TASK REQUIREMENTS: Could you write out every entry exactly as it stands?

SUPPLIED ENTRIES:
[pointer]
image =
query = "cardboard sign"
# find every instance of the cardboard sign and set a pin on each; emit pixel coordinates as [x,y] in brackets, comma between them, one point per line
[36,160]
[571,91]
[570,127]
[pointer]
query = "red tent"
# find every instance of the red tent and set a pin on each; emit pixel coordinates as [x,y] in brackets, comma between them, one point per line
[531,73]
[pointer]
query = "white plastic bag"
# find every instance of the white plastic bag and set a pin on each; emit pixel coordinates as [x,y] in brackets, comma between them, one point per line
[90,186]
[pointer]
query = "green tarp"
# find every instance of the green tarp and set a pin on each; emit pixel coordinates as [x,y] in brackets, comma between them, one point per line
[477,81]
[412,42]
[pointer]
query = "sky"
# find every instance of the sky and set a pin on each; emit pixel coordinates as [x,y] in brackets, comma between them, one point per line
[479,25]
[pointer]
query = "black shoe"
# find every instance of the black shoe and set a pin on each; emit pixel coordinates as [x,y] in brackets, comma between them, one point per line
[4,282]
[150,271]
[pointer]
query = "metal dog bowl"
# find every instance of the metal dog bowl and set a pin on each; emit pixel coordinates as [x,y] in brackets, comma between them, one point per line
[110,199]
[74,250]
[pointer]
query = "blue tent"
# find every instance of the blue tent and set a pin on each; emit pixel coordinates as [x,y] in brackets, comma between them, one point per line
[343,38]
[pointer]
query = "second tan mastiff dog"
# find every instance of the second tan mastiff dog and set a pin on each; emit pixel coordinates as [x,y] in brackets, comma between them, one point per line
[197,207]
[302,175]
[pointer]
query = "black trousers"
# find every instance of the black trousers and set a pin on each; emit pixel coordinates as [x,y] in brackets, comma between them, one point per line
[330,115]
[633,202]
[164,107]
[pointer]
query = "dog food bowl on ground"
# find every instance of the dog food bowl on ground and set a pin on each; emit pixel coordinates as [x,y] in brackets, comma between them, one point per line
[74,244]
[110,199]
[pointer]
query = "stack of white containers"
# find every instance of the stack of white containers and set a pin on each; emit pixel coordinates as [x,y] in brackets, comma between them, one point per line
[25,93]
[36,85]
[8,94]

WRITTEN RESPONSE:
[pointer]
image =
query = "cardboard sign"
# find every instance of the cardboard sign and set a pin on each; emit pixel coordinates as [x,y] in brackets, comma between them, one point per line
[36,160]
[571,91]
[570,127]
[pointer]
query = "red tent"
# find every instance of the red tent and set a pin on each; emit pixel coordinates as [x,y] in brackets, comma between them, one point per line
[531,73]
[pointer]
query = "white plastic bag"
# find every instance of the white plastic bag and set a pin on each; emit pixel coordinates as [x,y] in brackets, comma between them, one point per line
[90,186]
[pointer]
query = "green tarp"
# find every instance of the green tarp and set a pin on each; emit pixel coordinates as [x,y] in brackets, comma between them, one point per line
[477,81]
[412,42]
[pointer]
query = "sky"
# find every instance of the sky and set a pin on each; emit pixel coordinates as [x,y] in brackets, comma between them, one point per line
[479,25]
[pointer]
query = "black shoe"
# find every instance of the black shoe and set a pin on each; emit pixel coordinates as [x,y] in brackets, comma between them, one point per line
[4,282]
[150,271]
[pointer]
query = "metal dog bowl"
# find every instance of the metal dog bowl and set a pin on each; emit pixel coordinates as [x,y] in brackets, comma between them, one point per line
[110,199]
[74,250]
[pointer]
query = "blue tent"
# find every instance of the blue tent and set a pin on each; emit pixel coordinates as [x,y] in brackets, comma between them, one point per line
[343,38]
[pointer]
query = "second tan mastiff dog"
# find every instance of the second tan mastiff dog and set a pin on each; emit pixel coordinates as [x,y] in brackets, comma between them, one point per line
[197,207]
[302,175]
[pointer]
query = "black trousers"
# find every instance of the black trousers and set a pin on each; emit pixel coordinates as [x,y] in brackets, comma between them, one point per line
[330,115]
[633,202]
[164,107]
[pointer]
query = "dog food bowl on ground"
# find every instance of the dog food bowl on ground and set a pin on each; emit pixel coordinates as [x,y] in brackets, comma between them, one point per line
[74,244]
[110,199]
[pointer]
query = "stack of white containers"
# find every instance of the stack of white containers and set a pin on each; emit pixel coordinates as [x,y] in brackets, comma between them, one point per line
[25,93]
[36,85]
[8,94]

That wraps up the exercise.